● About this exercise:
Copy exactly the run of lines that begins at the line with "Find the blurred green" and ends at the final line of the entries.

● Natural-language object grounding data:
====

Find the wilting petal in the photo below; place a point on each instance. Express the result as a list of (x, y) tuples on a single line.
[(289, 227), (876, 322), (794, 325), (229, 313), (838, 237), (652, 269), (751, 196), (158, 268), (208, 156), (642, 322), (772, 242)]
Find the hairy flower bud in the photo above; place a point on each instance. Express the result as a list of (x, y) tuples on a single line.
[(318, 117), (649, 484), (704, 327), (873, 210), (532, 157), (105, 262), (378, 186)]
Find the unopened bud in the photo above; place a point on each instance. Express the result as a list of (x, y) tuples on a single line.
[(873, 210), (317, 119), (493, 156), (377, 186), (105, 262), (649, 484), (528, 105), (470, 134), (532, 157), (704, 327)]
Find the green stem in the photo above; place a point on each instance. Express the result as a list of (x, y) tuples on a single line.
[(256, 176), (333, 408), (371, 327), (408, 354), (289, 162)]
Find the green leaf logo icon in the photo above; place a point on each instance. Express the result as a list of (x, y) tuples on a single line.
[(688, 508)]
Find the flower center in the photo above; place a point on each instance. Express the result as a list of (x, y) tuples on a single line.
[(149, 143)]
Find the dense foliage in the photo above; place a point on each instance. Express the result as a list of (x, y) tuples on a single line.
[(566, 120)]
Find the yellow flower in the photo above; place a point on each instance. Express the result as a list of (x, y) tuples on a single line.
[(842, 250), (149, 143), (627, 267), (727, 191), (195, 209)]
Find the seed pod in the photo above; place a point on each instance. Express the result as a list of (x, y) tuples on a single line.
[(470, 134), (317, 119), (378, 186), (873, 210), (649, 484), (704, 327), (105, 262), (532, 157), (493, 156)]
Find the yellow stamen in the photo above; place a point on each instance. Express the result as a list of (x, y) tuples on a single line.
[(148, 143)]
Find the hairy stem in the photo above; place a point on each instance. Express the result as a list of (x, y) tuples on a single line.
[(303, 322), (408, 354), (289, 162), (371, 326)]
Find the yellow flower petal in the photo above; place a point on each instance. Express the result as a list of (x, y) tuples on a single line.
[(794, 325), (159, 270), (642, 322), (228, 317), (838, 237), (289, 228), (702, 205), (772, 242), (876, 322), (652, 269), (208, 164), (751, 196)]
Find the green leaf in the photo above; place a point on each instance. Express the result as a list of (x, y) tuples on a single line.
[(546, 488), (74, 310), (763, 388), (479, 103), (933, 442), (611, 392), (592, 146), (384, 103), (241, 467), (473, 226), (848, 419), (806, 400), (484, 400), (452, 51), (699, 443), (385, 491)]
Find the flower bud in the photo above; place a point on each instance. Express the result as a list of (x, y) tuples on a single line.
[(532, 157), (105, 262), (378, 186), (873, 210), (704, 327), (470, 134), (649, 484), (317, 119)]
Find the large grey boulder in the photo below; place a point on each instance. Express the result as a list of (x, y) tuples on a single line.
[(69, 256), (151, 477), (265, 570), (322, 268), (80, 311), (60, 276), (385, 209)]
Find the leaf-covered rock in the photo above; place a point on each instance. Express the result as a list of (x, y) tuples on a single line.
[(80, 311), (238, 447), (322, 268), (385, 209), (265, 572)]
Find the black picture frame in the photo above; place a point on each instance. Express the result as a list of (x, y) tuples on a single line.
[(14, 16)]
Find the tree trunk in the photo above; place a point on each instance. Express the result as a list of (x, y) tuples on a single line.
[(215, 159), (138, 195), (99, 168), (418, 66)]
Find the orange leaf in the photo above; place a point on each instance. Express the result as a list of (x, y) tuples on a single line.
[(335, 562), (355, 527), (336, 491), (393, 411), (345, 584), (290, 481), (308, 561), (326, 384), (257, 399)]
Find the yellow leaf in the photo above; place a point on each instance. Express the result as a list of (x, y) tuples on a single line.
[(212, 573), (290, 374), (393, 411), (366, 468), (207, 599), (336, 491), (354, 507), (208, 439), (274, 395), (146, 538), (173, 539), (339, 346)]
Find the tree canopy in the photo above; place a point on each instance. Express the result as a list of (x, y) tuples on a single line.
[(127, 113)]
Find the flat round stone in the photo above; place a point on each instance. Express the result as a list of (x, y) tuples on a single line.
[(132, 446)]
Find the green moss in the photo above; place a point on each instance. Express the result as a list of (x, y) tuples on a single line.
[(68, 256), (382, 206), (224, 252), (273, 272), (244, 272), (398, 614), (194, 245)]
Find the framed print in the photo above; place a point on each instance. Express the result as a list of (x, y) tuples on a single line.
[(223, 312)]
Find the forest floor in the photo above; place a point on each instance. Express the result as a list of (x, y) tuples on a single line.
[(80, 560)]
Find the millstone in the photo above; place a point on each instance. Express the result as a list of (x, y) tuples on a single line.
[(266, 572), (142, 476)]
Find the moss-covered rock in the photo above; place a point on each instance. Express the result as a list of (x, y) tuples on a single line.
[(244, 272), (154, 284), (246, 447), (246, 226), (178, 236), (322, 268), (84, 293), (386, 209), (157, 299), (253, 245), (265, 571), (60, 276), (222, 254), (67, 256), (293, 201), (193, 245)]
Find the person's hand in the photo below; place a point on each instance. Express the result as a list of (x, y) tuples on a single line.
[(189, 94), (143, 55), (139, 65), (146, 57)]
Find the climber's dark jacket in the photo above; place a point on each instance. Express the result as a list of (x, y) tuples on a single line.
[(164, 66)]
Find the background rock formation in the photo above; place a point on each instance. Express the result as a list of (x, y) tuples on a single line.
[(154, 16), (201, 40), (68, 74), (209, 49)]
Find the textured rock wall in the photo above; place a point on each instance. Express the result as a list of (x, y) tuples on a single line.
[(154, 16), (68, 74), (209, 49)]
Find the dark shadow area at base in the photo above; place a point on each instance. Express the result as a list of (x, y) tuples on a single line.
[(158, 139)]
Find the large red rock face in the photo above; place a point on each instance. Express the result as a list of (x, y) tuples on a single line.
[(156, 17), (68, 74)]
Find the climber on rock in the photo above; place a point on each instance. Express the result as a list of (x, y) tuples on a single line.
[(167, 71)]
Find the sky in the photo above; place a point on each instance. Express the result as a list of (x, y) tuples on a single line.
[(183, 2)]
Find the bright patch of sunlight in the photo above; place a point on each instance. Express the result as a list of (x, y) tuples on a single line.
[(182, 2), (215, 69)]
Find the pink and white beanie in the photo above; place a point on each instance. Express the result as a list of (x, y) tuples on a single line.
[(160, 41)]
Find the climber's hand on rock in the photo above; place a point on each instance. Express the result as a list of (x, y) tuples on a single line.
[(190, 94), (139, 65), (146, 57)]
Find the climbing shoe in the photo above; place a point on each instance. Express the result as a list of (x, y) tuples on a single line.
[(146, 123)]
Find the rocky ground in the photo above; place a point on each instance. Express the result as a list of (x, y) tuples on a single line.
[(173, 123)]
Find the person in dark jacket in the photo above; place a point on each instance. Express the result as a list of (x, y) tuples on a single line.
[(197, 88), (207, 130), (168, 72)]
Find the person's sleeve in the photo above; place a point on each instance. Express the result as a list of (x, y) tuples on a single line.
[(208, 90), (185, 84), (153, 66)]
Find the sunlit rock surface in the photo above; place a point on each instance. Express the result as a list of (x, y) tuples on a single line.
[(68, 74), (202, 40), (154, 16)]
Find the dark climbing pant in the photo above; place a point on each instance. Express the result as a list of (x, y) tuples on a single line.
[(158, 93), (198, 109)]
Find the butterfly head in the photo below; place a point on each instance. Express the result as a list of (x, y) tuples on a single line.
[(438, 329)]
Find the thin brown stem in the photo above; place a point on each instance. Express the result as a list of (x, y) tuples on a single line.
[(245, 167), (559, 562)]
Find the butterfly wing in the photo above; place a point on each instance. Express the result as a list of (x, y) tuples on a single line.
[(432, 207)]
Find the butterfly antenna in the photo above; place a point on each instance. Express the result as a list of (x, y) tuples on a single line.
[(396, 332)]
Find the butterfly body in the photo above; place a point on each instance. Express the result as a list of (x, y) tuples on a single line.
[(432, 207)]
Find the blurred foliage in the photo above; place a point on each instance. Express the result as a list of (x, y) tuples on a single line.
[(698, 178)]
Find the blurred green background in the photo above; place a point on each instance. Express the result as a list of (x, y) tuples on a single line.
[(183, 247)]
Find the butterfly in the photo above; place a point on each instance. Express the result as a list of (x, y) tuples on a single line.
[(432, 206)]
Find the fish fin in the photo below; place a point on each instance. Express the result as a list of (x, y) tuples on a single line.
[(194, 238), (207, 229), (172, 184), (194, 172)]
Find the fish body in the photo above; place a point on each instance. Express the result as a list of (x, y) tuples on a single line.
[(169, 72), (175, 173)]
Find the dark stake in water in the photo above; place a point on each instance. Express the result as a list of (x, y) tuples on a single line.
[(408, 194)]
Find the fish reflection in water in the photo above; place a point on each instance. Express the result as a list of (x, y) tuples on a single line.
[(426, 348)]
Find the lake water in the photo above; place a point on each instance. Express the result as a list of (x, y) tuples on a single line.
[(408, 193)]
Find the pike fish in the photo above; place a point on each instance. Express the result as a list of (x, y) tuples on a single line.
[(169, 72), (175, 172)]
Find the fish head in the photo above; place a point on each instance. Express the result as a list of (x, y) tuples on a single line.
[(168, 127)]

====

● Your response:
Find the blurred green background in the photo above; place a point on each instance. Express the result as a list of (x, y) tuples on a single line.
[(183, 247)]
Find the butterfly in the photo above; place a point on each instance. Express the result as a list of (x, y) tuples on a single line.
[(432, 206)]
Find the fish fin in the photo below; place a point on each instance. Express the result as a list of (x, y) tuples on a single line.
[(194, 238), (207, 229), (172, 184), (194, 172)]
Find the fish body in the photo above; place a point on each instance. Express the result as a list of (x, y) tuples on a single line.
[(169, 72), (175, 173)]
Find the dark stake in water in the photo above; place a point on each instance. Express the result as a list of (x, y) tuples on a single line.
[(408, 194)]
Find the fish reflection in water in the photo above; place a point on each instance. Express the result as a list of (x, y) tuples on a single line.
[(426, 348)]
Find the lake water in the photo above; place a point on each instance. Express the result as a list of (x, y) tuples on a single line.
[(408, 193)]
Find the pike fish in the photo above; place a point on each instance. Express the result as a list of (x, y) tuples on a single line.
[(169, 72), (175, 172)]
Find the fish head in the photo above; place a point on each instance. Express the result as a list of (x, y) tuples on a single line.
[(168, 127)]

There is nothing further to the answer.